───── Textauszug ─────
In so gut wie allen Konferenzen der letzten Wochen ging es übrigens um die zweite Enzyklika des Papstes Franziskus, dem Laudato Si` und dem gemeinsamen Haus (casa comum). Daraus ergibt sich dann oft die Frage und das Überthema des „Bem viver“, also dem guten und würdigen Leben für alle. Fast jedes Mal bittet mich Oldi, zu erzählen, warum ich Vegetarierin bin. So rede ich dann über das Bem viver der Tiere, über das eigentlich nie gesprochen wird.

Freizeit

Es passiert wirklich so viel, dass ich kaum alles erzählen will was ich zu erzählen hätte. Ich werde im Folgenden von verschiedenen Freizeitaktionen erzählen, die ich in den letzten Monaten gemacht habe.

Ich war zum Beispiel Anfang Oktober mit meinen zwei Mitfreiwilligen auf dem Oktoberfest in Santa Cruz. Das war echt auch eine lustige Erfahrung, allgemein ist es für uns oft sehr interessant wie sich Deutsch-Brasilianer hier verhalten, wie sie die deutsche Sprache beibehalten haben, wie sie davon träumen, eines Tages in ihr „Heimatland“ zu reisen. (Viele „Deutsche“ hier bezeichnen nämlich Deutschland noch als ihr „Heimatland“, obwohl sie und ihre Eltern in Brasilien geboren sind).

Am Wochenende war ich mit ihrer Familie auf einem „Redóio“, einem Platz, wo traditionelle Gaúchos Churrasco grillen, reiten und Ochsen mit einem Lasso einfangen. „Gaúcho“ ist eine traditionelle Kultur hier in Rio Grande do Sul.

Am nächsten Tag war ich abends dann (überraschenderweise) auch ausreiten, das war auch ziemlich aufregend.

Ein anderes Wochenende habe ich mal in Santa Cruz verbracht. Die Stadt ist mir mittlerweile schon vertrauter und ich freu mich immer wieder dorthin zurück zu kehren.

Öfters bin ich dort mit meinen Mentoren beim Sitz der diözesanen Caritas, aber auch für eine Nacht und ein Wochenende bin ich dortgeblieben, habe bei Célia übernachtet und mich mit einer kolumbianischen Freundin getroffen, die ich bei dem Sprachkurs im ersten Monat kennen gelernt habe.
───── Gegebene Daten ─────
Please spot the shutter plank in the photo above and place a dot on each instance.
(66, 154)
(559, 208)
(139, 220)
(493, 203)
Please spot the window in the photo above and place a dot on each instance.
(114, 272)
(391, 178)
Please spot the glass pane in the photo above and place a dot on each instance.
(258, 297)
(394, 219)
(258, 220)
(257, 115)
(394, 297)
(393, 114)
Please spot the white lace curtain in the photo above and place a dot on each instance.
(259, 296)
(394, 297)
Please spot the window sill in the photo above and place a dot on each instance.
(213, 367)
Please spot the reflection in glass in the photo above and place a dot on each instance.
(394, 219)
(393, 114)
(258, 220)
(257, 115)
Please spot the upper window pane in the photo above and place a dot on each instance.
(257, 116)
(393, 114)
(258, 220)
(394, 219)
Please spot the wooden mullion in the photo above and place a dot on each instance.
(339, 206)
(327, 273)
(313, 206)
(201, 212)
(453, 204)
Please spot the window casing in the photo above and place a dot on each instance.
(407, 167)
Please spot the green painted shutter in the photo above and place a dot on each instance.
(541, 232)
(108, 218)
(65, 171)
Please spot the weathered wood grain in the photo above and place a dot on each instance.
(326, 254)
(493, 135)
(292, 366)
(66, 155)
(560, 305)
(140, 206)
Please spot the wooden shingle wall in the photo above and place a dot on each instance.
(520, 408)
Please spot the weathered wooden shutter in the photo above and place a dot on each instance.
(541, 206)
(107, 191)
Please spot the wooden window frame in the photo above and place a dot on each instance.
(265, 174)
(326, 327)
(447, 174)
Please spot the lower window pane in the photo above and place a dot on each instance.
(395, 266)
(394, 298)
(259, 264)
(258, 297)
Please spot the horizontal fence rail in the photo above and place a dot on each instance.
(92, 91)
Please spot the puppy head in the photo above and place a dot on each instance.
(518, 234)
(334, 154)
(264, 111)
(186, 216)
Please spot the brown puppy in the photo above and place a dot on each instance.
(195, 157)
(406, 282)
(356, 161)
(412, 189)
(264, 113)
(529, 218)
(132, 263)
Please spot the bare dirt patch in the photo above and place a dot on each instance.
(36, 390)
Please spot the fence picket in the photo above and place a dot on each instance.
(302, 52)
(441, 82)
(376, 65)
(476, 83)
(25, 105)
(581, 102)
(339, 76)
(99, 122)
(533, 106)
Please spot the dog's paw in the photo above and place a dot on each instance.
─────
● **Aufgaben**
1. In welcher Stadt war laut dem Bericht über den Freiwilligendienst in Brasilien das Oktoberfest Anfang Oktober?
2. Greif den Bericht über den Freiwilligendienst in Brasilien wieder auf und schreib ihn im Anschluss an seinen letzten Satz weiter.

● **Lösungen**
1. In Santa Cruz.

2.
Ich war bis jetzt schon viermal in der „Gruta dos Indíos“, einem Park und am Stadtrand von Santa Cruz. Auf dem Foto seht ihr uns in diesem Park, in dem es übrigens auch Affen, eine Seilbahn, einen See und eine Höhle gibt.

Da ich normalerweise rund um die Uhr mit meinen Mentoren zusammenlebe und -arbeite, tut eine solche Abwechslung dann auch mal ganz schön gut.

Hier daheim in meiner Freizeit helfe ich gerne Oldi den alten Schuppen aufzupeppen, damit dort in Zukunft auch Treffen mit Jugendlichen stattfinden können. Wir hören dann dabei immer alte brasilianische Platten oder Platten mit deutscher Weihnachtsmusik und räumen auf und putzen. Mit ihr ist es auf jeden Fall immer sehr verrückt und sehr witzig.

Am Wochenende kommen eigentlich immer Oldis Töchter mit ihrer Familie vorbei. Auf dem Foto könnt ihr uns sehen wie wir Pastel, ein typisch brasilianisches Essen, gebacken haben.

Wir kochen und backen immer noch oft zusammen und am Wochenende gehe ich immer wieder mit meinen „Cousinen“ (ich bezeichne sie jetzt mal so) spazieren. Ich habe jetzt auch ein Fahrrad hier, das ich neu rot lackiert habe, doch bis nach Cruzeiro ist es echt weit und oft bin ich die Strecke noch nicht gefahren. Da ich das Fahrradfahren aber schon bei dieser ganzen Autofahrerei vermisst habe, bin ich sehr glücklich, hin und wieder damit die rumpeligen ungepflasterten Straßen abzufahren.

Eine Tochter von Oldi, Caroline, hat mich dann mal gefragt ob ich gerne mit ihr und ihrer Familie für ein Wochenende nach Gramado fahren möchte. Gramado ist eine relativ touristische Stadt hier im Süden, bekannt für einen großen Wasserfall, Weihnachtsparks und allgemein sehr viel Weihnachtsdeko.

Besonders weihnachtliche Gefühle kamen bei mir zwar nicht so richtig auf, aber es war auf jeden Fall noch ein weiteres tolles Wochenende mit vielen neuen Dingen zu sehen.

Irgendwie ist es schon verrückt, dass es in Deutschland jetzt anfängt zu schneien während es hier trotz teilweise noch kalten Nächten langsam aber sicher Sommer wird.

Auch wenn ich bis jetzt noch nicht so oft an Weihnachten denke bin ich auf jeden Fall schon gespannt, wie ich es dieses Jahr verbringen werde.